**DOCUMENT PASSAGE:**

--- begin ---

Are you glad you are a Christian? Is your faith a joy or a burden? Does it feel like a blessing or a curse?

We spend out our adult lives coping with innumerable pressures and stresses. Just getting through the day can feel like a challenge only for the strong of heart. You may face tensions at work with your colleagues or your boss, or maybe you are the boss and it is your employees who drive you to distraction. Perhaps it is children test your wisdom (and patience) or you are trying to cope with the needs of aging parents. There is housework to be done, snow to shovel, errands to run, snow to shovel, groceries to buy, snow to shovel, and always -- whoever you are -- bills to be paid. The sheer act of living can wear us out. And so on Sundays, the day of rest, we come to church to find some peace for our weary spirits. In Anne of Green Gables, when Superintendent Bell came to church, however, he didn't experience the church as a peaceful place -- his faith was not a source of comfort and strength for him. Instead he received here just one more burden to add to his heavy load: the burden of being good. "Pay bills, shovel the driveway, be good."

--- end ---

**TO BE DONE:**
1. According to the passage, what burden did Superintendent Bell receive at church?
2. Say whether each statement agrees with the passage, and quote the words that decide it: (a) The passage calls Sunday the day of rest. (b) Superintendent Bell found church a peaceful place. (c) The passage says that paying bills applies to everyone.

**LISTED ENTRIES:**
--- begin ---

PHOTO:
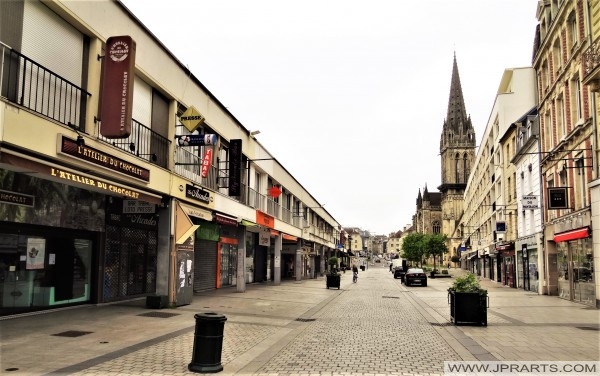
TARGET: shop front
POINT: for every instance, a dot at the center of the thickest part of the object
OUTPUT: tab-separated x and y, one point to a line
68	237
575	266
506	251
527	264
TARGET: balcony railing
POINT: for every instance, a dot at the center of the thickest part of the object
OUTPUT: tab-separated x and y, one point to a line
144	143
29	84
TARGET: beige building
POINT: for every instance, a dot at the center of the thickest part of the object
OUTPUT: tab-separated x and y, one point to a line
566	63
489	225
124	177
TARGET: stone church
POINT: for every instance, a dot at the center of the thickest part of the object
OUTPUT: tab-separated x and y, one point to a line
440	212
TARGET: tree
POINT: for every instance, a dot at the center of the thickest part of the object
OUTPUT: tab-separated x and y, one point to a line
436	245
413	247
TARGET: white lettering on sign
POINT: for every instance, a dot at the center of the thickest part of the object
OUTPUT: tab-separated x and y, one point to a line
530	202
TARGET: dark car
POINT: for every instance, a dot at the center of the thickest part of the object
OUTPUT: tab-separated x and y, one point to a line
415	276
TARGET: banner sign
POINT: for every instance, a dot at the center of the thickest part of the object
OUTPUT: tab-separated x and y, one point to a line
235	167
206	163
191	119
197	139
117	87
557	198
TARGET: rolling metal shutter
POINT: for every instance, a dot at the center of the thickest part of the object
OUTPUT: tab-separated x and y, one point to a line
205	265
52	42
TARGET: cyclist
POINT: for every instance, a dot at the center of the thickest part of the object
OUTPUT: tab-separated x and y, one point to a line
354	273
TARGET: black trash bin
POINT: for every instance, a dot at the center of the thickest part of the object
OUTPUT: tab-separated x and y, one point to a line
208	343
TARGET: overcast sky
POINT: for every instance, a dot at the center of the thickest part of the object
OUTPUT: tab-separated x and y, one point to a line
350	96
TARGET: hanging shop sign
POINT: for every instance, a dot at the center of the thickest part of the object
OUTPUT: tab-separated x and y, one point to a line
264	237
191	119
117	87
206	163
264	219
557	198
96	157
197	193
197	140
14	198
530	202
235	167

--- end ---

**COMPLETED EXERCISE:**
1. He received the burden of being good.

2.
(a) Yes: "on Sundays, the day of rest"
(b) No: "he didn't experience the church as a peaceful place"
(c) Yes: "always -- whoever you are -- bills to be paid"